**The problem:**
Reproduce every line from the line with "Run through the image above and flag every red" to the line with "[32, 281, 123, 394]", both included, keeping the request and its sample boxes unchanged. Scale each bounding-box coordinate in the answers by 0.8 and round it to a whole number, rounding halves up.

— Start of Data records —

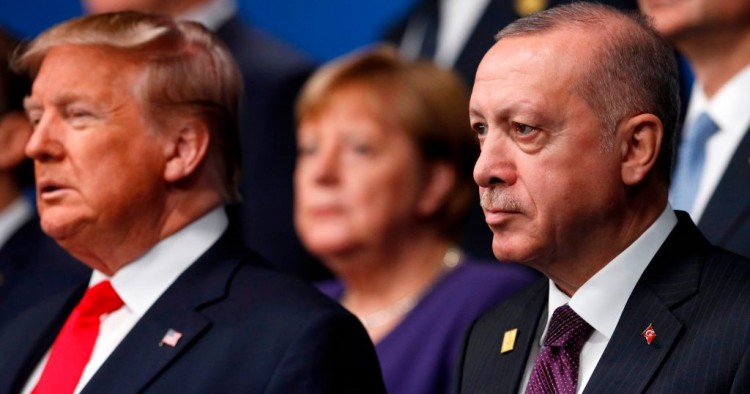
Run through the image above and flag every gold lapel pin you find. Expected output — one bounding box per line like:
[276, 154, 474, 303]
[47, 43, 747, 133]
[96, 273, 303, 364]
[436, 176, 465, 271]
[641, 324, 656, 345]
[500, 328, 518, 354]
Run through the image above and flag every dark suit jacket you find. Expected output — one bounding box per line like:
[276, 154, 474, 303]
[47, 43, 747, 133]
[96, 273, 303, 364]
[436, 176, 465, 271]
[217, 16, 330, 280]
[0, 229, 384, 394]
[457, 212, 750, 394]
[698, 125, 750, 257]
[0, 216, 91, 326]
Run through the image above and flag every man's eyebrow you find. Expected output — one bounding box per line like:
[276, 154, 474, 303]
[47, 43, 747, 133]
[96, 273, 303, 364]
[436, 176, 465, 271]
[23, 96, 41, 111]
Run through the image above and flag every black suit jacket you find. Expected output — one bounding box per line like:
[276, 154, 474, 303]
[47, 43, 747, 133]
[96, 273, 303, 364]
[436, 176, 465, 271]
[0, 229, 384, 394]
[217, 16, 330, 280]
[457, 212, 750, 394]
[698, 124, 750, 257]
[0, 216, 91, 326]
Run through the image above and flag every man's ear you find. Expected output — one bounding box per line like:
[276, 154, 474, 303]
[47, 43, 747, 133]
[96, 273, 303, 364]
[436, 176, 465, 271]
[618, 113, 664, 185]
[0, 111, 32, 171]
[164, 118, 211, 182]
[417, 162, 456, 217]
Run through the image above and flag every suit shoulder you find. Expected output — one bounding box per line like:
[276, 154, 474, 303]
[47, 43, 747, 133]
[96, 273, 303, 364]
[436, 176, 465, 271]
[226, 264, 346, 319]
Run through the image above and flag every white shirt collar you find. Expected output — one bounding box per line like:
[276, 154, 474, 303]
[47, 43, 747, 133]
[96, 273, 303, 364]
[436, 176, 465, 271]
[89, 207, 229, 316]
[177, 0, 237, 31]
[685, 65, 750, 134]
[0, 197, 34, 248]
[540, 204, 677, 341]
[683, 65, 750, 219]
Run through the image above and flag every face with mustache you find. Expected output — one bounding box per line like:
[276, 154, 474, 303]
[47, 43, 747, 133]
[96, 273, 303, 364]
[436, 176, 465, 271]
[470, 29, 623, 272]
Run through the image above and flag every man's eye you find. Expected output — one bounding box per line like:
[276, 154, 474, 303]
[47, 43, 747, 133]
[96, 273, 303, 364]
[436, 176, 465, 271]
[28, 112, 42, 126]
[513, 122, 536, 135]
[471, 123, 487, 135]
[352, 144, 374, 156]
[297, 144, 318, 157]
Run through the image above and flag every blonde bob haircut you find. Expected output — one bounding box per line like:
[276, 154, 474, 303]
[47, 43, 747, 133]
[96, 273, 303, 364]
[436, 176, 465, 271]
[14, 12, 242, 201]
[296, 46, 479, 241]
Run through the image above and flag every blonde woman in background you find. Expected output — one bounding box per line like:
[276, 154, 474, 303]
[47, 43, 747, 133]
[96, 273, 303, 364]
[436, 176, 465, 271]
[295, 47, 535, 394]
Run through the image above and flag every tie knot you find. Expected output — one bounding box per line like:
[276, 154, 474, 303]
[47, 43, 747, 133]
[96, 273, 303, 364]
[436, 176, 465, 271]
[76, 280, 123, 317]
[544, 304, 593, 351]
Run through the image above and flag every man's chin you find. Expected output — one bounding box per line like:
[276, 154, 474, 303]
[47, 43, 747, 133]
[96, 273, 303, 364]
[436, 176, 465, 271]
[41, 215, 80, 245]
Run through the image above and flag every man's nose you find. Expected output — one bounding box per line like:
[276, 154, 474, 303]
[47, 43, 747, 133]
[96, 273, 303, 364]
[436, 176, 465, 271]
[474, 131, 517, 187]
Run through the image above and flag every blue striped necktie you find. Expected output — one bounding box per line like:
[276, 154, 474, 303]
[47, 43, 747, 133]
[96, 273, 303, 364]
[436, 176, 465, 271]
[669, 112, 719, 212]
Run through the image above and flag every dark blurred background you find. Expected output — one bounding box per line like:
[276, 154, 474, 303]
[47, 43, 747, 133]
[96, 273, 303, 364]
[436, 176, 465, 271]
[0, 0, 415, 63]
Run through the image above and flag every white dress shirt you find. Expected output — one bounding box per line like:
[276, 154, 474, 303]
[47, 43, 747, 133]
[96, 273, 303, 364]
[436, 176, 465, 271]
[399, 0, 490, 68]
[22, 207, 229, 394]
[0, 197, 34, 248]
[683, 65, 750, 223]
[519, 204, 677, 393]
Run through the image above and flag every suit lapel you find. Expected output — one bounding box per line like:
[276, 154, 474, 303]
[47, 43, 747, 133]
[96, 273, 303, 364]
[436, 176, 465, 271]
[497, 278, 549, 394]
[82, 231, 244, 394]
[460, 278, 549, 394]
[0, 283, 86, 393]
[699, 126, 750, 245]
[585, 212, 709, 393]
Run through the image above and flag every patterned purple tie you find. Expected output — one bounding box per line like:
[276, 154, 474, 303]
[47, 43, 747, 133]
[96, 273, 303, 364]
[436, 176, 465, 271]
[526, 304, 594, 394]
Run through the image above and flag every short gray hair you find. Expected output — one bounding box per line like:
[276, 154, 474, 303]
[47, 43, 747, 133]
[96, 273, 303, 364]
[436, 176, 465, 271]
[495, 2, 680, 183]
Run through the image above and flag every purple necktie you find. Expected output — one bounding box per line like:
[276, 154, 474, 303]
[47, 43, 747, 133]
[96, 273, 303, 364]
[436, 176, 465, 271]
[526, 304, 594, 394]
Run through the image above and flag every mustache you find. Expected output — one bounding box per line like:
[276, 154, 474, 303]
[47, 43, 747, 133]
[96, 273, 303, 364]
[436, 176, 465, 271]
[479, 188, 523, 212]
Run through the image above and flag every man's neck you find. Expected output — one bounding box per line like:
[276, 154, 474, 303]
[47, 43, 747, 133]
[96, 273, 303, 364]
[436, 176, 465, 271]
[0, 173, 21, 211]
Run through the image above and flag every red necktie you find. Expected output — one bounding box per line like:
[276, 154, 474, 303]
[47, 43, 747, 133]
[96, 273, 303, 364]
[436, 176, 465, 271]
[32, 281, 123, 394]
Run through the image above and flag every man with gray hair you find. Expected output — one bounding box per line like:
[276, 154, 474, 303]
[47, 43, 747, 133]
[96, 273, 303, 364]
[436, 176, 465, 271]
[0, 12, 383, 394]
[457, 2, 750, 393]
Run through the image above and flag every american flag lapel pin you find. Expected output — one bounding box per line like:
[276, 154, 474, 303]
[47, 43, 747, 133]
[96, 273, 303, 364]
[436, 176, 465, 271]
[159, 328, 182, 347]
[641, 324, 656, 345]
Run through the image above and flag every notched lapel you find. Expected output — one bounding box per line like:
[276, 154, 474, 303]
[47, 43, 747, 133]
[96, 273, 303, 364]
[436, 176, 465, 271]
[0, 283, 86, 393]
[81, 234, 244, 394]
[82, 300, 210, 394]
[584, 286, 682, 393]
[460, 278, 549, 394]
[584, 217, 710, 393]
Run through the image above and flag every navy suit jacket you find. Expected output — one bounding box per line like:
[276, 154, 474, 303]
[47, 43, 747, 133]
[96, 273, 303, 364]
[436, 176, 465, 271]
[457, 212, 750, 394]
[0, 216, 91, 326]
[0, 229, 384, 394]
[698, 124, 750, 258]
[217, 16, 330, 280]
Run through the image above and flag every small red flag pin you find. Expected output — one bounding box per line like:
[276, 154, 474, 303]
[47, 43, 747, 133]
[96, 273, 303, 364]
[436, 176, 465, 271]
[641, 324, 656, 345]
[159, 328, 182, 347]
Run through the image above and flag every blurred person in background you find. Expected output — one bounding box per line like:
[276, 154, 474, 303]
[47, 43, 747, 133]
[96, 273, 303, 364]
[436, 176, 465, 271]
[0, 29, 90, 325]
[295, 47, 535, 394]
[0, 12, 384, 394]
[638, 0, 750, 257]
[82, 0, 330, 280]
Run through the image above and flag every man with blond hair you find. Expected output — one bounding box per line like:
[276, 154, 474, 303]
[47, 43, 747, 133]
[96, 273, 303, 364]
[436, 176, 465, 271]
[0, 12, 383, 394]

— End of Data records —

**Final result:**
Run through the image above and flag every red necktie you find. Expected output — one bounding box per line like:
[276, 154, 474, 303]
[47, 43, 747, 133]
[96, 273, 303, 364]
[436, 176, 465, 271]
[26, 225, 98, 315]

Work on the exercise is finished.